▶ _Given instruction_
The records that follow need to be output exactly as they are.

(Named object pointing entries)
....................
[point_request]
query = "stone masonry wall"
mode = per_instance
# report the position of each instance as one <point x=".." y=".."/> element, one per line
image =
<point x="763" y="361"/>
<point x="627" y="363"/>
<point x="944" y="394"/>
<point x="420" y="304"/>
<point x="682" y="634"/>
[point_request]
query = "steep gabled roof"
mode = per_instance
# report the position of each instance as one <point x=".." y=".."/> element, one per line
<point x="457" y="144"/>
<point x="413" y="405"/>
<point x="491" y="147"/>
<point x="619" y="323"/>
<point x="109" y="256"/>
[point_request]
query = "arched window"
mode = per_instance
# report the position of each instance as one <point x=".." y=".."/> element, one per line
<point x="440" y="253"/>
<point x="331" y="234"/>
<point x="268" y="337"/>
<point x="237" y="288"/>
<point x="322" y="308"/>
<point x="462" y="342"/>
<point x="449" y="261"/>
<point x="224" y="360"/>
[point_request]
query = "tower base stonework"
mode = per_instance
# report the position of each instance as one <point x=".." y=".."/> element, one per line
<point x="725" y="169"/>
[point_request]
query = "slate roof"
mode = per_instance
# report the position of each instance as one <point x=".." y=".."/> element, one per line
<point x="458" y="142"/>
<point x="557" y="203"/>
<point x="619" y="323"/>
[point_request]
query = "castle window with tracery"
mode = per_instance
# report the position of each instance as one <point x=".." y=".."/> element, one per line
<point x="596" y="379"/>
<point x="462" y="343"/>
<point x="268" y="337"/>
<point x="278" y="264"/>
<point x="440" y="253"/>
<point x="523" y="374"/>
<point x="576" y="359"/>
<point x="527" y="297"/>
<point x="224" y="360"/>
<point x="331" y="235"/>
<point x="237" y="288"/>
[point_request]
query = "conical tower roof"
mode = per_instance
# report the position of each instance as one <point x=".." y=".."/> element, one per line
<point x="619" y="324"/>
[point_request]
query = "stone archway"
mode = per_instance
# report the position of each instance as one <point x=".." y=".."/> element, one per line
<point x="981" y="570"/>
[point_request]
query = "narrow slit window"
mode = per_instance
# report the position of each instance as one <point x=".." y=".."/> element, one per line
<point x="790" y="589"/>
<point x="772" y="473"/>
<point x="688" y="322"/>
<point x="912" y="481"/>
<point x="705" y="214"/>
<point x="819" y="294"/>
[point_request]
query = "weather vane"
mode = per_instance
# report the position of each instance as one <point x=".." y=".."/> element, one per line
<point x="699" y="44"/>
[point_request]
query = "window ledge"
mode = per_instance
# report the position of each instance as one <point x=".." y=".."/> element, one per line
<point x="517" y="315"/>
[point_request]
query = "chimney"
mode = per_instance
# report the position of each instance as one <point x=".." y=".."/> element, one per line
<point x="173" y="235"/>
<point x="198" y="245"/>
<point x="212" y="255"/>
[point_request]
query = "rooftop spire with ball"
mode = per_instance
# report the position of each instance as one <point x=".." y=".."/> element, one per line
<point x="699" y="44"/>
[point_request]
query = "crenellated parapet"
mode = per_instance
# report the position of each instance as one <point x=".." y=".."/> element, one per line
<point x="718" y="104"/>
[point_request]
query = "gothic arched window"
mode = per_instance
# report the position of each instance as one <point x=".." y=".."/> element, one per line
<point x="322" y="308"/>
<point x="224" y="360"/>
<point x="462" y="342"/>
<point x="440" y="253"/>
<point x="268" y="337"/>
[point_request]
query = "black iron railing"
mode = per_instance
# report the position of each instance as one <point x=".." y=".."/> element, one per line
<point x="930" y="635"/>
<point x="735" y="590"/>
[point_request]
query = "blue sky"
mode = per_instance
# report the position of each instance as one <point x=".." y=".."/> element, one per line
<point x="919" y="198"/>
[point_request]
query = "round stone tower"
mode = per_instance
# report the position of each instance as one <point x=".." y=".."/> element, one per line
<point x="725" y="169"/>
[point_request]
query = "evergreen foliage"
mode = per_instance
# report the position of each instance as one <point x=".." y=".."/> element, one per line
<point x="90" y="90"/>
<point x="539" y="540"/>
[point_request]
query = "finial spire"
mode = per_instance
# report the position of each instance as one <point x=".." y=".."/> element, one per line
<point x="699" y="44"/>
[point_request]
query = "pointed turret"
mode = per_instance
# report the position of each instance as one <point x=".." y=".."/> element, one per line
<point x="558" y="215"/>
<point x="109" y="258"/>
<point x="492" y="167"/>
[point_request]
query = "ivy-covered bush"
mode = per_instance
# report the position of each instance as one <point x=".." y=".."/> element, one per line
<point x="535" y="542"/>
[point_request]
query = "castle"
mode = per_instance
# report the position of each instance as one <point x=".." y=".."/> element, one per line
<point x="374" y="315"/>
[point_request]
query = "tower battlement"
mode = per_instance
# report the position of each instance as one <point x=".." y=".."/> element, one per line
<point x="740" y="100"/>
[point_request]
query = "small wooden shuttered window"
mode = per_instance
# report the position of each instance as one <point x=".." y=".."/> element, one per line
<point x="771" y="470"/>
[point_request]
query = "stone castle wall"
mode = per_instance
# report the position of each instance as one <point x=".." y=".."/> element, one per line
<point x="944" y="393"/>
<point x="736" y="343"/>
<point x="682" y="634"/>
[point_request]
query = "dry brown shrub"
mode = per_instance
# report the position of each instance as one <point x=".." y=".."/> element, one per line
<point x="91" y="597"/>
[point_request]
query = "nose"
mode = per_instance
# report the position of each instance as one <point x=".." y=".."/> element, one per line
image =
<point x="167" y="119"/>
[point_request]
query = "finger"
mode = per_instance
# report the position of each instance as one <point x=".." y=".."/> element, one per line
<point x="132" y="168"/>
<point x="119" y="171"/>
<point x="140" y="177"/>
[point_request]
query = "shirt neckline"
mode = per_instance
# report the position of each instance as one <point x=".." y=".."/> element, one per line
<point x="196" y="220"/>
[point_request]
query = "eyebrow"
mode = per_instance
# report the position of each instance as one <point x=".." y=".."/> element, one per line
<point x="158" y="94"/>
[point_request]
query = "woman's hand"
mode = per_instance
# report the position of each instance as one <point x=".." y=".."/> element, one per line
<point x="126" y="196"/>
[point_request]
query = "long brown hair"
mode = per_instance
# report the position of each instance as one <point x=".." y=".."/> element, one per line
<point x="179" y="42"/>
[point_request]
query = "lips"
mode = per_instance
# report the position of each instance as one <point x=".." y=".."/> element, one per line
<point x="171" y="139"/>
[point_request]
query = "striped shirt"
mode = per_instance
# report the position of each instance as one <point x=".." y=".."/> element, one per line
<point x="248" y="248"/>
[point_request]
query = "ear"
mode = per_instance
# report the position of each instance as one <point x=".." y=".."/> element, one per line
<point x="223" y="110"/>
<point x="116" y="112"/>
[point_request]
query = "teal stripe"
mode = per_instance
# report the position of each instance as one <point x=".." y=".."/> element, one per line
....................
▶ _Result_
[point_request]
query = "stone masonry wall"
mode = per_instance
# report the position of each instance as one <point x=".." y=".."/> element, one per line
image =
<point x="763" y="361"/>
<point x="627" y="363"/>
<point x="944" y="394"/>
<point x="420" y="304"/>
<point x="682" y="634"/>
[point_request]
query = "steep gabled roof"
mode = per_instance
# report the position of each instance as one <point x=".." y=".."/> element, one per line
<point x="457" y="144"/>
<point x="413" y="405"/>
<point x="491" y="147"/>
<point x="619" y="323"/>
<point x="109" y="256"/>
[point_request]
query = "arched window"
mode = per_instance
# report the position of each instance as one <point x=".." y=".."/> element, one per line
<point x="440" y="253"/>
<point x="331" y="234"/>
<point x="268" y="337"/>
<point x="237" y="288"/>
<point x="322" y="308"/>
<point x="462" y="342"/>
<point x="449" y="261"/>
<point x="224" y="360"/>
[point_request]
query = "tower base stonework"
mode = per_instance
# report the position of each instance as one <point x=".." y=".."/> element, one per line
<point x="725" y="169"/>
[point_request]
query = "slate roof"
mode = per_instance
# report the position of each instance as one <point x=".." y=".."/> element, one per line
<point x="458" y="142"/>
<point x="557" y="203"/>
<point x="619" y="323"/>
[point_request]
query = "castle window with tracery"
mode = per_instance
# report the position of each instance as one <point x=".." y=".."/> element, one per line
<point x="596" y="379"/>
<point x="462" y="343"/>
<point x="268" y="337"/>
<point x="278" y="264"/>
<point x="440" y="253"/>
<point x="523" y="374"/>
<point x="576" y="359"/>
<point x="527" y="297"/>
<point x="224" y="360"/>
<point x="331" y="235"/>
<point x="237" y="288"/>
[point_request]
query = "conical tower roof"
mode = per_instance
# report the position of each instance as one <point x=".." y=".."/> element, one per line
<point x="619" y="324"/>
[point_request]
query = "stone archway"
mode = per_instance
# report the position of each instance as one <point x=".." y=".."/> element, one per line
<point x="981" y="570"/>
[point_request]
query = "narrow slit window"
mode = per_instance
# report the position of each instance as one <point x=".." y=".."/> element, one per line
<point x="790" y="589"/>
<point x="772" y="473"/>
<point x="688" y="322"/>
<point x="912" y="481"/>
<point x="705" y="214"/>
<point x="819" y="294"/>
[point_request]
query = "weather vane"
mode = per_instance
# report the position of each instance as one <point x=".." y=".."/> element, one per line
<point x="699" y="44"/>
[point_request]
query = "window ledge"
mode = per_instance
# report the position of each instance as one <point x=".." y=".."/> element, one per line
<point x="517" y="315"/>
[point_request]
query = "chimney"
mode = per_instance
# report the position of each instance as one <point x=".." y=".."/> element, one per line
<point x="173" y="235"/>
<point x="198" y="245"/>
<point x="212" y="255"/>
[point_request]
query = "rooftop spire with ball"
mode = per_instance
# report the position of each instance as one <point x=".." y=".."/> element, one per line
<point x="699" y="44"/>
[point_request]
query = "crenellated parapet"
mode = per_instance
# report the position of each instance as one <point x=".." y=".."/> element, one per line
<point x="718" y="104"/>
[point_request]
query = "gothic arched window"
mode = per_instance
# report the position of each instance as one <point x=".." y=".."/> element, one per line
<point x="322" y="308"/>
<point x="224" y="360"/>
<point x="462" y="342"/>
<point x="440" y="253"/>
<point x="268" y="337"/>
[point_request]
query = "black iron railing"
mode = per_instance
# report the position of each instance as one <point x=".." y=".."/> element, one per line
<point x="930" y="635"/>
<point x="735" y="590"/>
[point_request]
query = "blue sky"
mode = per_instance
# report the position of each instance as one <point x=".." y=".."/> element, one per line
<point x="919" y="198"/>
[point_request]
query = "round stone tower"
mode = per_instance
# report the position of each instance as one <point x=".." y=".."/> element, one per line
<point x="725" y="169"/>
[point_request]
query = "evergreen foliage"
mode = per_instance
# report the position of each instance as one <point x=".." y=".."/> element, one per line
<point x="90" y="90"/>
<point x="539" y="540"/>
[point_request]
query = "finial spire"
mode = per_instance
# report the position of each instance as one <point x=".." y=".."/> element, one per line
<point x="699" y="44"/>
[point_request]
query = "pointed turret"
mode = per_instance
# report the position of each instance as one <point x=".." y=".."/> element, one per line
<point x="558" y="215"/>
<point x="109" y="258"/>
<point x="492" y="167"/>
[point_request]
query = "ivy-covered bush"
mode = per_instance
# report the position of each instance as one <point x=".." y=".."/> element, one per line
<point x="535" y="542"/>
[point_request]
query = "castle"
mode = per_instance
# report the position of each instance as one <point x=".." y=".."/> element, one per line
<point x="374" y="315"/>
[point_request]
query = "tower battlement"
mode = per_instance
# report the position of each instance as one <point x=".." y=".."/> element, one per line
<point x="740" y="100"/>
[point_request]
query = "small wooden shuttered window"
mode = per_instance
# report the position of each instance as one <point x=".." y=".."/> element, one per line
<point x="771" y="470"/>
[point_request]
query = "stone castle wall"
mode = per_instance
# report the position of each instance as one <point x=".." y=".."/> element, one per line
<point x="944" y="393"/>
<point x="736" y="343"/>
<point x="682" y="634"/>
[point_request]
query = "dry brown shrub"
mode = per_instance
# report the position of each instance as one <point x=".." y=".."/> element, one per line
<point x="91" y="597"/>
[point_request]
query = "nose"
mode = per_instance
# report the position of each instance as one <point x=".." y=".."/> element, one per line
image =
<point x="167" y="119"/>
[point_request]
query = "finger"
mode = per_instance
# report the position of each instance as one <point x=".." y=".."/> element, one per line
<point x="132" y="168"/>
<point x="119" y="171"/>
<point x="140" y="177"/>
[point_request]
query = "shirt neckline"
mode = per_instance
# report the position of each instance as one <point x=".." y=".."/> element, one per line
<point x="196" y="220"/>
[point_request]
query = "eyebrow"
mode = per_instance
# report the position of each instance as one <point x=".." y=".."/> element, one per line
<point x="158" y="94"/>
[point_request]
query = "woman's hand"
mode = per_instance
# report the position of each instance as one <point x=".." y=".."/> element, one per line
<point x="126" y="196"/>
[point_request]
query = "long brown hair"
mode = per_instance
# report the position of each instance as one <point x=".." y=".."/> element, one per line
<point x="179" y="42"/>
[point_request]
query = "lips"
mode = per_instance
# report the position of each instance as one <point x=".." y=".."/> element, one per line
<point x="171" y="139"/>
[point_request]
query = "striped shirt"
mode = per_instance
# report the position of each instance as one <point x=".." y=".."/> element, one per line
<point x="248" y="248"/>
[point_request]
query = "ear"
mode = per_instance
# report the position of each instance as one <point x=".." y=".."/> element, one per line
<point x="223" y="110"/>
<point x="116" y="112"/>
[point_request]
query = "teal stripe"
mode = per_instance
# report the position of each instance as one <point x=".." y=".."/> element, one per line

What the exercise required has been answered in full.